▶ **STATED EXERCISE**
Reproduce the records from the first line through the line containing "[(334, 492), (43, 429), (213, 500), (278, 407)]", requests included. Increase every pixel coordinate in the answers by 145.

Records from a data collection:
* * *

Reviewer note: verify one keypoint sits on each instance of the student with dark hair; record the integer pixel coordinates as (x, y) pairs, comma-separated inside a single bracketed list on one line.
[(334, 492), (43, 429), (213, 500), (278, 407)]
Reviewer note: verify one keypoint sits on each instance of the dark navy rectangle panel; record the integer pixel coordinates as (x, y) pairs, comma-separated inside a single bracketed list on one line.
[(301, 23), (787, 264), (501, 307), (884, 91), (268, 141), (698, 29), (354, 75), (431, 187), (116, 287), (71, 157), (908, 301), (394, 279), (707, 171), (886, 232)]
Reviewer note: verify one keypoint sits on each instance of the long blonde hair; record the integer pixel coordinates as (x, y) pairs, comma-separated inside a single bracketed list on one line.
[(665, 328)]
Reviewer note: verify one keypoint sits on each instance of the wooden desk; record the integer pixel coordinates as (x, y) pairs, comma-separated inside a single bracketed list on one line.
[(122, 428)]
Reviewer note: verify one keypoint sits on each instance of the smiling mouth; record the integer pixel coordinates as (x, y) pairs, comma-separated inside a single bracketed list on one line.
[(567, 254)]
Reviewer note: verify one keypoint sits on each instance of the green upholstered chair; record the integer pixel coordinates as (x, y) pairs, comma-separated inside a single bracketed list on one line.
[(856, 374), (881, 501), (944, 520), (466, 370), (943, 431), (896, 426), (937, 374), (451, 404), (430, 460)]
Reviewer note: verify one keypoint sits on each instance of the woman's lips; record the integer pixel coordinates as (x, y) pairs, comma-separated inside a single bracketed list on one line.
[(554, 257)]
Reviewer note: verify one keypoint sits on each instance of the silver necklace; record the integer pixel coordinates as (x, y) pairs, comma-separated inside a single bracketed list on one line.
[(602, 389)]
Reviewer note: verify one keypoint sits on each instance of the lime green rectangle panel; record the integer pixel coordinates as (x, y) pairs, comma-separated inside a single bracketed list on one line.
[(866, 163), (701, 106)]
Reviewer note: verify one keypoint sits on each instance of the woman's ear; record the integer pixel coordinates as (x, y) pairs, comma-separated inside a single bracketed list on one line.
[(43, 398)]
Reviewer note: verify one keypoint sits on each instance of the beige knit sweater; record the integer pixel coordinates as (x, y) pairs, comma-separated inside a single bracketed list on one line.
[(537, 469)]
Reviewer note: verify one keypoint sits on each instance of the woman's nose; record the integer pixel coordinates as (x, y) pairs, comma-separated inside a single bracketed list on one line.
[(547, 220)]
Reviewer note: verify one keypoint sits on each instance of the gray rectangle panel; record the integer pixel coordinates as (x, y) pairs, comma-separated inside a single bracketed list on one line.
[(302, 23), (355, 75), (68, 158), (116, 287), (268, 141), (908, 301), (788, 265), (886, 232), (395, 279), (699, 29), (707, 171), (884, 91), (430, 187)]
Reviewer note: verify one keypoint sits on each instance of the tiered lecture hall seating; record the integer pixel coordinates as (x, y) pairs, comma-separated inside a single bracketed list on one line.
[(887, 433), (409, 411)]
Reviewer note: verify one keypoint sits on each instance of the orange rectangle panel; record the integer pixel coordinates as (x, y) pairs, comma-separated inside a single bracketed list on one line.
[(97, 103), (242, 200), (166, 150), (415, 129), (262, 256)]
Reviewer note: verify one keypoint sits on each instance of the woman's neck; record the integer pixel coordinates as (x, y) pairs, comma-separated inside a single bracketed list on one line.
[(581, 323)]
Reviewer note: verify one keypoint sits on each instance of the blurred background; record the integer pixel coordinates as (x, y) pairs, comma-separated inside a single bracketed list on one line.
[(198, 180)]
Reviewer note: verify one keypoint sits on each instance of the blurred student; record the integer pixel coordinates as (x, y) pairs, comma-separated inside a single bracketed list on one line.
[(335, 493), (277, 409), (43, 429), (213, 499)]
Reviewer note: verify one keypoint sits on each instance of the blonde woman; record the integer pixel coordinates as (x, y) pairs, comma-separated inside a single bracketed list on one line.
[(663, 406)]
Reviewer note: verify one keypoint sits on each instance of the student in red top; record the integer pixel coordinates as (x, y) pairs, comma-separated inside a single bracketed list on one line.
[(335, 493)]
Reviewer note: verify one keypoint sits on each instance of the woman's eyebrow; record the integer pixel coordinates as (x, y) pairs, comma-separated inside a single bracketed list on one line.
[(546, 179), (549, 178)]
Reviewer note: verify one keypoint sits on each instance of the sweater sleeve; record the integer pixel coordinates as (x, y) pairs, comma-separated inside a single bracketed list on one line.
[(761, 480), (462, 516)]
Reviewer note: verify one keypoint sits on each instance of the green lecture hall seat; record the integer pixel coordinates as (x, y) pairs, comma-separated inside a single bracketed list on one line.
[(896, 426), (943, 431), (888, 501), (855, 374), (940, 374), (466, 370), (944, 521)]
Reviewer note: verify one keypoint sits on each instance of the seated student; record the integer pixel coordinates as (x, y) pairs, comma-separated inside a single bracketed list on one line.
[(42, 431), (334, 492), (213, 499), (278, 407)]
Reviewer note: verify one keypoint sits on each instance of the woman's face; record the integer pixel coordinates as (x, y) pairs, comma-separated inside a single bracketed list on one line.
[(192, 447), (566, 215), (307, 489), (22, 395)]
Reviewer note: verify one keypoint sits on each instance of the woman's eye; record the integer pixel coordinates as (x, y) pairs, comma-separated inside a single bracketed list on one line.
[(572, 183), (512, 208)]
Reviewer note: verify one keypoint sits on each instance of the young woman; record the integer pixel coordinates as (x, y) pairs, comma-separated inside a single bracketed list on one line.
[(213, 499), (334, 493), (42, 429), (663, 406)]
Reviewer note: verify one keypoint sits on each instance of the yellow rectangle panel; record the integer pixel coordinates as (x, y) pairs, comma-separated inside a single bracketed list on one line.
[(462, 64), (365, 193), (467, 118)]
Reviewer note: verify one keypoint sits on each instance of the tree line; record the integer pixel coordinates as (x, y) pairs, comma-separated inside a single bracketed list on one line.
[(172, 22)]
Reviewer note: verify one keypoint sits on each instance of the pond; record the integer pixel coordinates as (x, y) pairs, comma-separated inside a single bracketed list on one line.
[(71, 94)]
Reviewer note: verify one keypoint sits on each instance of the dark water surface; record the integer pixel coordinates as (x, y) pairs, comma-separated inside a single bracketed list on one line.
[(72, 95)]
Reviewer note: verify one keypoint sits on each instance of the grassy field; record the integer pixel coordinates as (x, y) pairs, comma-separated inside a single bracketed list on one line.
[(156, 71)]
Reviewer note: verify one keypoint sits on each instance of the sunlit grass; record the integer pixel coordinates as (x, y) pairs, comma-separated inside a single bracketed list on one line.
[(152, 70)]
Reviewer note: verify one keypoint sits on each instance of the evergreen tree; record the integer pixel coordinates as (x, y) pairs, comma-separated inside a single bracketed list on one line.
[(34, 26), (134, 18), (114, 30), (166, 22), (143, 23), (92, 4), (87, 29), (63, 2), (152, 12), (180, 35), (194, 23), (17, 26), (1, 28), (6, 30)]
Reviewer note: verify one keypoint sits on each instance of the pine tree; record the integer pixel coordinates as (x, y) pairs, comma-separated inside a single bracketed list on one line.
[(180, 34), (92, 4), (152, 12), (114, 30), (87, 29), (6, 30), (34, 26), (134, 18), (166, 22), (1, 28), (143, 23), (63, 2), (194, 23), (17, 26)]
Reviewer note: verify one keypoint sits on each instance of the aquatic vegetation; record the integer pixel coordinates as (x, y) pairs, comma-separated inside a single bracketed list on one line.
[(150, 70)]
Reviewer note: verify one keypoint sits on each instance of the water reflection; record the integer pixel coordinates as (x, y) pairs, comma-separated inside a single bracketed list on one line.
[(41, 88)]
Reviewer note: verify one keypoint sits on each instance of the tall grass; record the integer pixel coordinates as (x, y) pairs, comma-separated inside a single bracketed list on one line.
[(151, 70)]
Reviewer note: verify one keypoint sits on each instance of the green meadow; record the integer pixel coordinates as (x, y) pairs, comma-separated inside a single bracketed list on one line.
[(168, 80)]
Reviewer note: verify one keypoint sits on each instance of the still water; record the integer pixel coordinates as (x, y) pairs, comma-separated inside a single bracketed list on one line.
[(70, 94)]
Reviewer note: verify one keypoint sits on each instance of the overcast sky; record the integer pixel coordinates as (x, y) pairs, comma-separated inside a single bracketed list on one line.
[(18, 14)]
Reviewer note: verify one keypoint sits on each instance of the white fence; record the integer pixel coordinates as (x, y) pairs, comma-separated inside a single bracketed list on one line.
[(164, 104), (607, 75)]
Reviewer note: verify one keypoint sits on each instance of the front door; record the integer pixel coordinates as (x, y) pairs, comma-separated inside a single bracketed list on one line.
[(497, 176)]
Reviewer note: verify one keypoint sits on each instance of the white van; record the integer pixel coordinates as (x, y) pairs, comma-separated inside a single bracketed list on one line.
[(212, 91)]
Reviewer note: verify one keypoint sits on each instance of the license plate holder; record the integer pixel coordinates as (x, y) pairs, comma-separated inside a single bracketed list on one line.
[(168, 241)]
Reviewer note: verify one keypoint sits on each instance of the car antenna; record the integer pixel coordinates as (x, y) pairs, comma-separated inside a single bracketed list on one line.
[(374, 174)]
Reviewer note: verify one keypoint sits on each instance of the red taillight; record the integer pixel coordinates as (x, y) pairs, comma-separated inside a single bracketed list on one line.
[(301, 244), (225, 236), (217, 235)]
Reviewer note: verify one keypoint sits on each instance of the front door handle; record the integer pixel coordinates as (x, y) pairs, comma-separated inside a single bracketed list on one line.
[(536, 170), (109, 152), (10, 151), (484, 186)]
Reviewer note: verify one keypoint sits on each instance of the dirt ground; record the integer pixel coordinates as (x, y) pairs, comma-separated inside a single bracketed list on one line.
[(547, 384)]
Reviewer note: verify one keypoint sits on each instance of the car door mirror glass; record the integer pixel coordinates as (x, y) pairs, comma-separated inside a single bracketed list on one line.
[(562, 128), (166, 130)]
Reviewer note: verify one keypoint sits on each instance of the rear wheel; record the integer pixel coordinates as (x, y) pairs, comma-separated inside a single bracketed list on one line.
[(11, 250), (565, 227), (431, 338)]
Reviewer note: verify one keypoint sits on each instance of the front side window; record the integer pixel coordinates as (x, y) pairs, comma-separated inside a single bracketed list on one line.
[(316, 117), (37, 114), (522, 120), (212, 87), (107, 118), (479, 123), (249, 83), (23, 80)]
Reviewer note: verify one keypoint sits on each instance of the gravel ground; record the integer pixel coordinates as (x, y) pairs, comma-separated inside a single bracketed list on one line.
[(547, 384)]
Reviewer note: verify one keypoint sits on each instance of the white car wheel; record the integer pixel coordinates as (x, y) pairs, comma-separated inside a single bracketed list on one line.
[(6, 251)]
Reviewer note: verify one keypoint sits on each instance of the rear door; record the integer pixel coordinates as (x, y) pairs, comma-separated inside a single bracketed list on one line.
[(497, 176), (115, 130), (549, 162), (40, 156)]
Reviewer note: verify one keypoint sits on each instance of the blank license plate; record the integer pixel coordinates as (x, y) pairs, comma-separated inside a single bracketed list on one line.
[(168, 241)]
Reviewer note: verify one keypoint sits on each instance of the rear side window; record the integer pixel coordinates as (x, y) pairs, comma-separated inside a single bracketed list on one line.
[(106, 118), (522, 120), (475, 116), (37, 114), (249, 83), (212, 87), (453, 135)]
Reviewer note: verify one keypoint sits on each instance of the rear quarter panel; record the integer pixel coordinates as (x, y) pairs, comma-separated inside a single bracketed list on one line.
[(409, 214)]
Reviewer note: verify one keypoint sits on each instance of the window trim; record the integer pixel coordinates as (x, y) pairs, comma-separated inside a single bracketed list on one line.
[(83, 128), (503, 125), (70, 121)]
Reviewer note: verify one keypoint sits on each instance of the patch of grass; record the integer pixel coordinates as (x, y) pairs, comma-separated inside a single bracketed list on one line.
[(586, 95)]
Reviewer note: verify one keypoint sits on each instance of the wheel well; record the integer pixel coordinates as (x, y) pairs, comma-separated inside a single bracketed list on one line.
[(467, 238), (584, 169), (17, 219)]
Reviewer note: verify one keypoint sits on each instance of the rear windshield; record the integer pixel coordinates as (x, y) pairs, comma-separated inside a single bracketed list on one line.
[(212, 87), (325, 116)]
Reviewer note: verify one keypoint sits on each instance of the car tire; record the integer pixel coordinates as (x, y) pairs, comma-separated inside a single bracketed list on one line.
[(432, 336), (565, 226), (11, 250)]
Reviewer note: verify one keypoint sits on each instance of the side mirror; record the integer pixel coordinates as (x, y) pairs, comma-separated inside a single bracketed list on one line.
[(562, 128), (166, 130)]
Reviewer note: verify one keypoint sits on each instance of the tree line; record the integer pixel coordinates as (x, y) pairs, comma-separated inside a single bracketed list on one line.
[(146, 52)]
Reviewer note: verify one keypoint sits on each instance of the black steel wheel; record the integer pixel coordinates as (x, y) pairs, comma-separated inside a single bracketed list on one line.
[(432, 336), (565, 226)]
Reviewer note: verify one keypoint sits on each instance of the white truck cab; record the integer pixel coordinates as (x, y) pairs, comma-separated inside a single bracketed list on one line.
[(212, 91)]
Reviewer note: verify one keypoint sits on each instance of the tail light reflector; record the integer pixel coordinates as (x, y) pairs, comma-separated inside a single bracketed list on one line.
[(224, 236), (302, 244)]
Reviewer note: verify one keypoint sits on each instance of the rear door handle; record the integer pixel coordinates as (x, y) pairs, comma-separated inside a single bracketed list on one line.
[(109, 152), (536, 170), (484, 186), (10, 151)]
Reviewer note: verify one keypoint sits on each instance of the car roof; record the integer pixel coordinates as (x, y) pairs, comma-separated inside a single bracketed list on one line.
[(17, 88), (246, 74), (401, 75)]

* * *

▶ **EXERCISE SOLUTION**
Reviewer note: verify one keypoint sits on each instance of the student with dark hair; record the integer pixel coordinates as (x, y) pairs, comma-separated inside a single bracketed list on one line.
[(479, 637), (188, 574), (358, 645), (423, 552)]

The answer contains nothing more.